Problem to work on – Give again, unaltered, the lines of the listing below that run from the line having "Where can the marina" through the line having "<point>104,226</point>".

Listed records –
%%
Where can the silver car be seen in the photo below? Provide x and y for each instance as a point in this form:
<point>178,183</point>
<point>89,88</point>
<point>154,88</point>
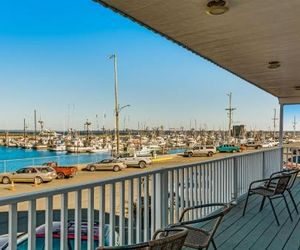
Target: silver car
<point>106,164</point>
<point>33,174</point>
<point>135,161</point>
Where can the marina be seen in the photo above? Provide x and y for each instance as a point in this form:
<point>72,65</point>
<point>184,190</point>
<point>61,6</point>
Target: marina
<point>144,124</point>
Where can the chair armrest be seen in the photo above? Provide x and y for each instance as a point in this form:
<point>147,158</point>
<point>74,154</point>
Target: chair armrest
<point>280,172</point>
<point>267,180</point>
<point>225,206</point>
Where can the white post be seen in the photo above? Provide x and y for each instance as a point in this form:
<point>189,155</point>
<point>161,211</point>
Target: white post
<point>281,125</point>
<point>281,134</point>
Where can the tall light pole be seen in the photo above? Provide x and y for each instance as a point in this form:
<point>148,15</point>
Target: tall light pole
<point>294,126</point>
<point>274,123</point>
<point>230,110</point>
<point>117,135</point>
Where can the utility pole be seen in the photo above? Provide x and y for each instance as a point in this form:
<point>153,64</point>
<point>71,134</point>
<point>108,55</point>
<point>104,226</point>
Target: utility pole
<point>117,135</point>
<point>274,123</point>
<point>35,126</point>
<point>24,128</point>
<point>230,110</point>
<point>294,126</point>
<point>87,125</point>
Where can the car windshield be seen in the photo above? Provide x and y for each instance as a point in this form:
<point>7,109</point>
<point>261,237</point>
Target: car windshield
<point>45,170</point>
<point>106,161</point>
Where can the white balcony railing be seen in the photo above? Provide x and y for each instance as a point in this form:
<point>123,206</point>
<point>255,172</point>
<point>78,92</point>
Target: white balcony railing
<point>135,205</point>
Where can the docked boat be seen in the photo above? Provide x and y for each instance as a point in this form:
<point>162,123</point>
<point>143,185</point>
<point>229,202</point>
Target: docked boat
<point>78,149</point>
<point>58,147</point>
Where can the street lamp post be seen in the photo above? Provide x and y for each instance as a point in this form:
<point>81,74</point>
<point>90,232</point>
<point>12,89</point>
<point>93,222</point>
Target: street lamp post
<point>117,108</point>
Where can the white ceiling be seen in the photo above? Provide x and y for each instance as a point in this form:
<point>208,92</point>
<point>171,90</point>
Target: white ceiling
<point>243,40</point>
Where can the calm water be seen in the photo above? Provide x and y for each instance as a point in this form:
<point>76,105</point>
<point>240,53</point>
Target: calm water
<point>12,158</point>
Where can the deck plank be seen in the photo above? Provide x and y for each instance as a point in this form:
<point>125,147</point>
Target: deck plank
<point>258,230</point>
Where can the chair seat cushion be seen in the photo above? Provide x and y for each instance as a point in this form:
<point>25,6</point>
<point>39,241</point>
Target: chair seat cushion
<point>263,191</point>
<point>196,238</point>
%%
%%
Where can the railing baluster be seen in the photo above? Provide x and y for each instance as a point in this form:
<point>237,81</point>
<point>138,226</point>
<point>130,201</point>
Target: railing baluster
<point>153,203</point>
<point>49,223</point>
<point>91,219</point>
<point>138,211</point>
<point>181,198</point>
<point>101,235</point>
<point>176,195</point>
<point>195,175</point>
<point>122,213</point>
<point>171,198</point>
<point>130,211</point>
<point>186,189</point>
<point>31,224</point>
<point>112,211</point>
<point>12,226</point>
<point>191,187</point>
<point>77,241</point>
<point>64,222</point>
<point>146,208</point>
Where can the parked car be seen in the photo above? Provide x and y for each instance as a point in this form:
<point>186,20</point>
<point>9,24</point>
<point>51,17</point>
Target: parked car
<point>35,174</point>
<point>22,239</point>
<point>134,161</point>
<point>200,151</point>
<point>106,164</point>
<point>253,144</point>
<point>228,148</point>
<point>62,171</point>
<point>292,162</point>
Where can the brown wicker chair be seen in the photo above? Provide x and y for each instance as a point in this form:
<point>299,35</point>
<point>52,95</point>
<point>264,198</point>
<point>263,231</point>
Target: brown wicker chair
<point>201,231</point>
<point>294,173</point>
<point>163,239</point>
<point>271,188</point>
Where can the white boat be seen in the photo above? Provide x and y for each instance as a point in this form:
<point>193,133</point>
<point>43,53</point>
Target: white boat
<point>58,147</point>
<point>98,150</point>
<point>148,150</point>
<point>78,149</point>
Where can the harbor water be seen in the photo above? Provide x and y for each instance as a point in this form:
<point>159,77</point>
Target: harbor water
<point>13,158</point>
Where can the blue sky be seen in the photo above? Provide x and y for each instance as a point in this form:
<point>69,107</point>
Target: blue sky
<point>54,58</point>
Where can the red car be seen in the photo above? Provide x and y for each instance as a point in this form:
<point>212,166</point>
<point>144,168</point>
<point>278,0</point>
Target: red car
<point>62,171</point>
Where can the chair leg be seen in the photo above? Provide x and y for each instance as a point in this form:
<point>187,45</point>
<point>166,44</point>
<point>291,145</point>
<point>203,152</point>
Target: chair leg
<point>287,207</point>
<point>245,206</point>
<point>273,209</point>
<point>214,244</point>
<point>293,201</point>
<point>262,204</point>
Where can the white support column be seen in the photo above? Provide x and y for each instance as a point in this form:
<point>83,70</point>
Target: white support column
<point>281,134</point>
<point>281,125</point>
%%
%%
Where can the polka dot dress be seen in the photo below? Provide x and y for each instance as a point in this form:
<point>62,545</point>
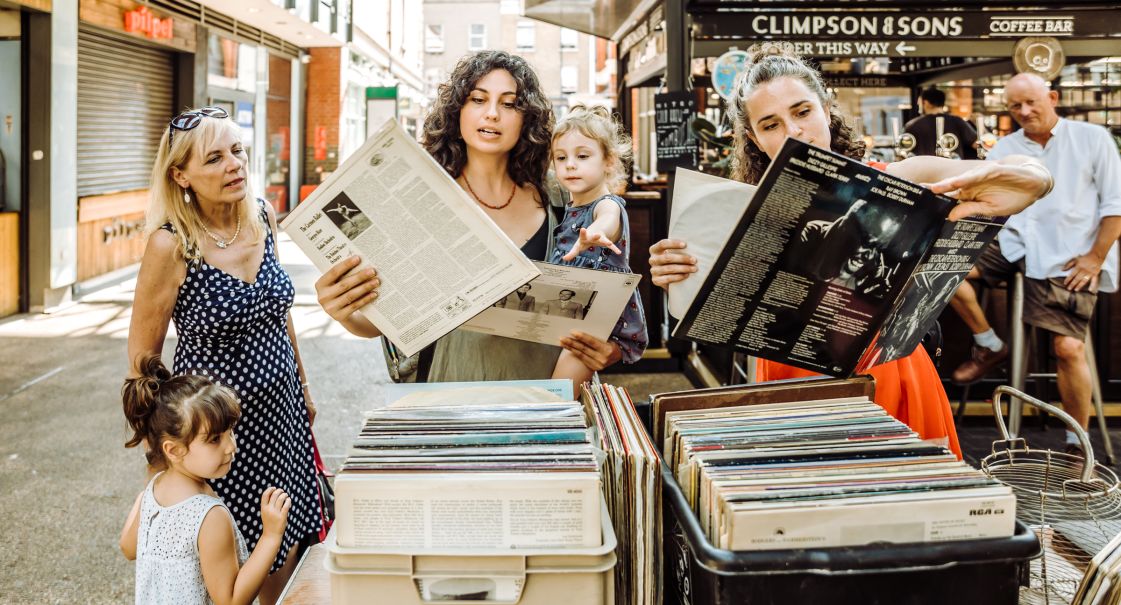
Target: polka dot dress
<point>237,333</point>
%%
Response to this exercise –
Where can the marina be seen in the photo above? Provide x and y for each instance as a point in this form:
<point>72,65</point>
<point>184,190</point>
<point>61,6</point>
Target: marina
<point>144,124</point>
Where can the chair armrest be seen in the photo above? Provide x and y for each instance as a point in this form:
<point>147,158</point>
<point>74,154</point>
Target: chair armrest
<point>280,172</point>
<point>267,180</point>
<point>225,206</point>
Where can the white post be seen in the photo above? Provide x and y for each instance as a point in this form:
<point>189,155</point>
<point>161,211</point>
Target: white post
<point>281,125</point>
<point>281,134</point>
Where can the tall light pole be seen in the photo above? Provide x and y for each instance as a point in this form:
<point>148,15</point>
Target: tall light pole
<point>294,126</point>
<point>274,123</point>
<point>230,110</point>
<point>117,135</point>
Where can the utility pole be seen in the photo above? Provide x and y for each instance as a point in this form:
<point>153,64</point>
<point>71,134</point>
<point>108,55</point>
<point>104,226</point>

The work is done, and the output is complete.